Text excerpt
☆ ☆ ☆ ☆ ☆

Source Control

This study about the effectiveness of mask wearing doesn’t say or imply what a lot of people seem to think it is concluding.

First, there are two aspects of mask wearing that people seem to conflate (which if you read this study carefully, the authors do not):

1) Source control.

2) Protective effect.

This study examines the latter and while it seems mostly solid, it has severe limitations, too. I’ll cover those in a bit. But first, “source control” means preventing you from infecting others, while the “protective effect” means your mask protecting you from infection.

It’s already well-established, as the study itself acknowledges, that source control is an effective use of masks.

Observational evidence supports the efficacy of face masks in health care settings and as source control in patients infected with SARS-CoV-2 or other coronaviruses.

Note again that this study is about number 2, “protective effect,” and not about source control, which already is known to work. See here and here for more information about how well-supported this is.

Again, for the hard of reading, the study I linked to at the top of my post was only examining the protective effect of mask wearing, not source control. We already know source control works. It’s less well-established how much of a protective effect there is. From the studies I’ve read (and I’ve read nearly all the literature that currently exists in the world for this), I believe there is a protective effect, and furthermore that even if you are infected, wearing a mark reduces the viral load and causes the infection to be less severe.

☆ ☆ ☆ ☆ ☆

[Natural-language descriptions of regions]
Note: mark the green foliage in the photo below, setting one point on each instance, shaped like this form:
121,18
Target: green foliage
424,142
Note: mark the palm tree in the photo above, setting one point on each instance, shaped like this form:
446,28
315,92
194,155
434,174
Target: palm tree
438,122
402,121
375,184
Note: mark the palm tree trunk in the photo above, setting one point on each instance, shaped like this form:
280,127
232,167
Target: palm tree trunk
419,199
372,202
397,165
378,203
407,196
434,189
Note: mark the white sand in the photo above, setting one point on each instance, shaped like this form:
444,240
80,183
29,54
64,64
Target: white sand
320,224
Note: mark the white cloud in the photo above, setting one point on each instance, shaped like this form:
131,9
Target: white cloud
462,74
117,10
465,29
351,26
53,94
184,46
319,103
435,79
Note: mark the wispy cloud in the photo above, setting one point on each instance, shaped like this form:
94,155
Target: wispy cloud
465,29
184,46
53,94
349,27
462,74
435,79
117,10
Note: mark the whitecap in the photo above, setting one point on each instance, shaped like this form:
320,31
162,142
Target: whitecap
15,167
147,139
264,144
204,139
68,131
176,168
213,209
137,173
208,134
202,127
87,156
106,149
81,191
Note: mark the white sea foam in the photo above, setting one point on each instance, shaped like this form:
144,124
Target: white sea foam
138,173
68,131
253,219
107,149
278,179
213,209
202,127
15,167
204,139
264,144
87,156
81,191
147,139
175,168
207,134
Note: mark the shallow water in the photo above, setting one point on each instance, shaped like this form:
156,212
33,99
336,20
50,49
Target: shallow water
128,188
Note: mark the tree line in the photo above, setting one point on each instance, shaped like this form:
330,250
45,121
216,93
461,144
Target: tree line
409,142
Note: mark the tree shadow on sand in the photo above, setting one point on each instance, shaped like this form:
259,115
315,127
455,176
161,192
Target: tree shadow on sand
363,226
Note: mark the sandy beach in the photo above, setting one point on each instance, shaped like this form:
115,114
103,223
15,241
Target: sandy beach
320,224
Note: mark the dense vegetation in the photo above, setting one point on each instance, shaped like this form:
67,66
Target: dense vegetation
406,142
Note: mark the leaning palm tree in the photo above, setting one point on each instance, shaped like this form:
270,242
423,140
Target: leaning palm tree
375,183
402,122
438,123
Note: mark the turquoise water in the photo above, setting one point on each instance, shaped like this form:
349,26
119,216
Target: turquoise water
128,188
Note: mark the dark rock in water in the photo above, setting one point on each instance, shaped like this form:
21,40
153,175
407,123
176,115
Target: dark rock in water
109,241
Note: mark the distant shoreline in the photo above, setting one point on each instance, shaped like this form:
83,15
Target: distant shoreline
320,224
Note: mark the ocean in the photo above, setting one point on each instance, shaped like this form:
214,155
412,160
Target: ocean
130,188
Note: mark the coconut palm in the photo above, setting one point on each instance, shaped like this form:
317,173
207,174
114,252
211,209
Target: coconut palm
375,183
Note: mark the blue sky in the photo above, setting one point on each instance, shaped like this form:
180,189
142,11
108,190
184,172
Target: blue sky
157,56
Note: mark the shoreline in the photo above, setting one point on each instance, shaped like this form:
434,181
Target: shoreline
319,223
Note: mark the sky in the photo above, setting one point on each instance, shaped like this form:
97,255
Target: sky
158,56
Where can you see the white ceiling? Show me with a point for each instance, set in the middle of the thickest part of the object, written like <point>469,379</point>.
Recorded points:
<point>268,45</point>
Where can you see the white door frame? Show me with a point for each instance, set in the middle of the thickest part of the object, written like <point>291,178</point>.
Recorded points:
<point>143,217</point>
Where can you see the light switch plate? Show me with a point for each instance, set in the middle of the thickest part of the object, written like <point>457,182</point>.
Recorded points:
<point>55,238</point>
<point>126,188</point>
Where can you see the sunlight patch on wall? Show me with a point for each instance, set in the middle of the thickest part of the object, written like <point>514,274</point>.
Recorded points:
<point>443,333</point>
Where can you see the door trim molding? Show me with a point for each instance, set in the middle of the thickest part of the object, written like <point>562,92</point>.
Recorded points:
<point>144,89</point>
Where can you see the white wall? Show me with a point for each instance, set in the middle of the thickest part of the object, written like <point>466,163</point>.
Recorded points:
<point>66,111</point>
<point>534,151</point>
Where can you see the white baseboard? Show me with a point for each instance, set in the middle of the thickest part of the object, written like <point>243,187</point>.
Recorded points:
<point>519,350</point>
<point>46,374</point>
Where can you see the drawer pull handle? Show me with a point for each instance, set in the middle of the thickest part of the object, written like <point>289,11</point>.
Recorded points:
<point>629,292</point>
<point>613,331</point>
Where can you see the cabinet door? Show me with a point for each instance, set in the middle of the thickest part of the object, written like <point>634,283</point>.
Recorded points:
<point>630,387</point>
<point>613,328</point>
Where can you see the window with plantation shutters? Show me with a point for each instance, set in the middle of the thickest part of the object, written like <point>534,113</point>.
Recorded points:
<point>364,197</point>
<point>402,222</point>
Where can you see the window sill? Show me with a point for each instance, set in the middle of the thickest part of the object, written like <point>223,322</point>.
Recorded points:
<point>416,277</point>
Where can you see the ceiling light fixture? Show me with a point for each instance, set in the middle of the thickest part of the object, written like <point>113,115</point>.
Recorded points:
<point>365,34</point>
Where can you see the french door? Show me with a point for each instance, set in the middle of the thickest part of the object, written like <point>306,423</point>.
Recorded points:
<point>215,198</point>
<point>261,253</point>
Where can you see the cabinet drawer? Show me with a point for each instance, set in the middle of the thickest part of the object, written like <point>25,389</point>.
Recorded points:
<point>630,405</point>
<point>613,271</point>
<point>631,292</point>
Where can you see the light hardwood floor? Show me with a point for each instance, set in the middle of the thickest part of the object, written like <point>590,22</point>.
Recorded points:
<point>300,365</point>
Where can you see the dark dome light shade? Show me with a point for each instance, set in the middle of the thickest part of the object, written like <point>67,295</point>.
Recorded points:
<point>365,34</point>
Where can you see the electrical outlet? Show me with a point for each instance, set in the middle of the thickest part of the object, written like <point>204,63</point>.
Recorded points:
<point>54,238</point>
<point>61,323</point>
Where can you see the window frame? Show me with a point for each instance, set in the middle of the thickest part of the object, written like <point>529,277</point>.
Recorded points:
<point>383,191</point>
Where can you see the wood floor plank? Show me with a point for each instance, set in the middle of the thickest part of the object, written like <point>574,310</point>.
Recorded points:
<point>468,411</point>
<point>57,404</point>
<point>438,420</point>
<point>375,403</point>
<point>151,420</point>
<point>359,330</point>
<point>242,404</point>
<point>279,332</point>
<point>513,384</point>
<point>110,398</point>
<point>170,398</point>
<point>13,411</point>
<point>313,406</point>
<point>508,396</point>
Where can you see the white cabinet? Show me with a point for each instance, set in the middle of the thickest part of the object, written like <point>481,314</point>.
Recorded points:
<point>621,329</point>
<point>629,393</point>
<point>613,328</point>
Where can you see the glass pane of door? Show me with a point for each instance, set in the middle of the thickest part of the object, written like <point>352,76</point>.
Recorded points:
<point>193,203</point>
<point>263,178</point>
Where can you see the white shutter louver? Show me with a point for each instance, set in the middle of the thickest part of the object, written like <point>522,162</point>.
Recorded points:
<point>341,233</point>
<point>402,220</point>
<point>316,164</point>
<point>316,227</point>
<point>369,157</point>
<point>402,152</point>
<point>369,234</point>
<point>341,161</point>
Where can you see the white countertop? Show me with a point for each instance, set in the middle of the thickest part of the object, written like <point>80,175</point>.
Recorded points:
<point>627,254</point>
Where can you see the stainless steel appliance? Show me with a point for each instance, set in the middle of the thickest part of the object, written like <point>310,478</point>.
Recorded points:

☆ ☆ ☆ ☆ ☆

Pick up the post about mask wearing after its final sentence and continue writing it.

Answer to the exercise
The limitations of the study, as I mentioned I’d discuss, is that it doesn’t seem to control for home infection (most likely source of all infections) and the positivity rate was not high enough for this study to be statistically significant. These are quite large limitations, as the authors themselves mostly acknowledge.

All that said, remember that in many people Covid-19 is asymptomatic or barely symptomatic, and that unlike other similar viruses an infected person can transmit it during the incubation period.

So, if you don’t care about infecting others don’t wear a mask. Freedom! But if you do care about source control, wear your mask when you’re indoors in public. It’s the sane and rational thing to do, and every bit of evidence we have supports that source control works, even with cloth masks.